● WHAT TO PRODUCE: Swap "crawler tractor" for "tracked tractor" throughout the records below and give all the lines back otherwise unchanged, leaving out the pictures.

* * *

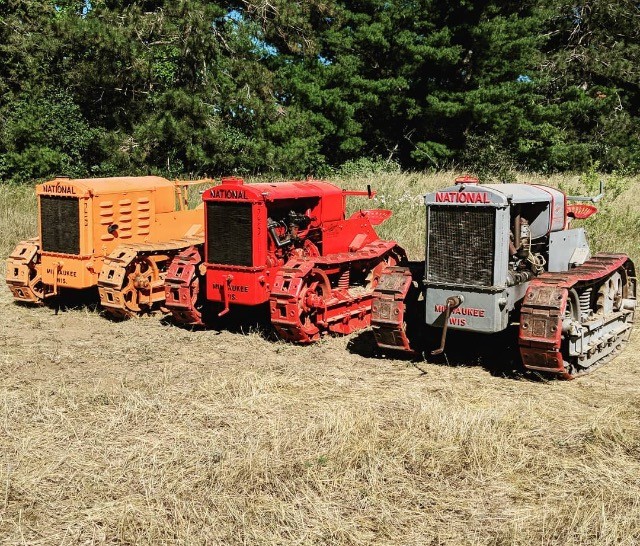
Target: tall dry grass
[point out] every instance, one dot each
(18, 219)
(145, 433)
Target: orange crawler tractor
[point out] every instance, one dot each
(118, 234)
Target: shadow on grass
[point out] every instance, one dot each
(239, 320)
(496, 353)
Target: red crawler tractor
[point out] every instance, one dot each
(503, 254)
(287, 244)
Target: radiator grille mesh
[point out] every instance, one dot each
(60, 224)
(460, 245)
(229, 237)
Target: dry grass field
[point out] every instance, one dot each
(142, 432)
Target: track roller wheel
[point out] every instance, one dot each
(132, 285)
(23, 273)
(183, 298)
(303, 313)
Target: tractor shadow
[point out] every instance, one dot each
(496, 353)
(70, 300)
(236, 321)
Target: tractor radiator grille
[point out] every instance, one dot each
(229, 236)
(460, 245)
(60, 224)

* * *

● TASK ANSWER:
Target: tall dry grass
[point out] every instance, one dot each
(18, 219)
(145, 433)
Target: orange tracked tractor
[point out] every instance, one dot each
(118, 234)
Target: shadow on grass
[point out] every instance, one dot each
(239, 320)
(496, 353)
Target: red tracked tractor
[point out] every instance, one dot each
(503, 254)
(287, 244)
Target: radiator grille mesh
[point out] every instance, one dot each
(60, 224)
(460, 245)
(229, 237)
Target: dry grass field
[point out] every instance, one dot each
(142, 432)
Target: track roller wheel
[point out] every instance, one dot each
(132, 285)
(23, 273)
(183, 298)
(303, 313)
Target: tractor shadow
[point out] every instance, one dot each
(496, 353)
(70, 300)
(236, 321)
Target: tractor radiator grille
[point out] every instance, one dot each
(229, 236)
(460, 245)
(60, 224)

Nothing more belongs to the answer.